Aufgaben und Übungen
**A.** Erläutern Sie anhand des Lesetexts über die Arbeitsniederlegungen, weshalb die Kipperfahrer am 13.5.1956 die Arbeit erst zwei Stunden später aufnahmen.
**B.** Übertragen Sie aus dem Lesetext über die Arbeitsniederlegungen wortgetreu den Abschnitt, der mit den Worten „11. Juni 1956“ einsetzt und mit „nicht erfolgt war.“ schließt.

Lesetext
◆ ◆ ◆ ◆
Arbeitsniederlegungen (01)
11. Juni 1956
Sonderinformation – Betrifft: Arbeitsniederlegungen [Information Nr. M129/56]
Am 12.5.1956 und 13.5.1956 legten die Kipperfahrer der Karriere »IV. Parteitag« der Wismut in Ronneburg, [Bezirk] Gera, insgesamt 2,5 Std. die Arbeit nieder. Die erste Arbeitsniederlegung am 12.5.1956 erfolgte, da die Meldung bekannt gegeben wurde, dass die Fahrer nochmals Nachtschicht fahren sollten. Diese Anweisung wurde zurückgezogen. Am 13.5.1956 nahmen die Fahrer erst 2 Std. später die Arbeit auf, weil die Lohnauszahlung noch nicht erfolgt war.
◆ ◆ ◆ ◆
Erfasste Angaben
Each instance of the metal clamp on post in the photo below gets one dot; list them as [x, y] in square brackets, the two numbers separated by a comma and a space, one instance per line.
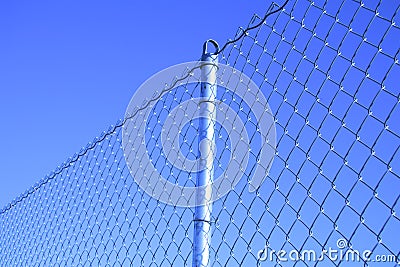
◆ ◆ ◆ ◆
Endgültige Lösungen
**A.** Die Kipperfahrer nahmen die Arbeit am 13.5.1956 erst zwei Stunden später auf, weil die Lohnauszahlung noch nicht erfolgt war.

**B.**
11. Juni 1956
Sonderinformation – Betrifft: Arbeitsniederlegungen [Information Nr. M129/56]
Am 12.5.1956 und 13.5.1956 legten die Kipperfahrer der Karriere »IV. Parteitag« der Wismut in Ronneburg, [Bezirk] Gera, insgesamt 2,5 Std. die Arbeit nieder. Die erste Arbeitsniederlegung am 12.5.1956 erfolgte, da die Meldung bekannt gegeben wurde, dass die Fahrer nochmals Nachtschicht fahren sollten. Diese Anweisung wurde zurückgezogen. Am 13.5.1956 nahmen die Fahrer erst 2 Std. später die Arbeit auf, weil die Lohnauszahlung noch nicht erfolgt war.